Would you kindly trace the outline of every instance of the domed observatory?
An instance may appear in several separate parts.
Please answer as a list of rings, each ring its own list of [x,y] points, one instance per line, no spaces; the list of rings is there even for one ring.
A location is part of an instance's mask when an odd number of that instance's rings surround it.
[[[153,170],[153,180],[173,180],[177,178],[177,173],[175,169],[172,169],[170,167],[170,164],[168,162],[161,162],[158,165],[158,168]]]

◆ ◆ ◆ ◆

Problem details
Reproduce the material above word for word, with every line in its original order.

Output for this exercise
Would you kindly trace the outline of every instance of the domed observatory?
An instance may appear in several separate parts.
Please answer as a list of rings, each ring its own list of [x,y] points, one instance per line, no spaces; the list of rings is there even for one ring.
A location is part of an instance's mask when an odd number of that instance's rings surround it.
[[[153,170],[153,180],[173,180],[177,178],[177,173],[175,169],[172,169],[170,167],[170,164],[168,162],[161,162],[158,165],[158,168]]]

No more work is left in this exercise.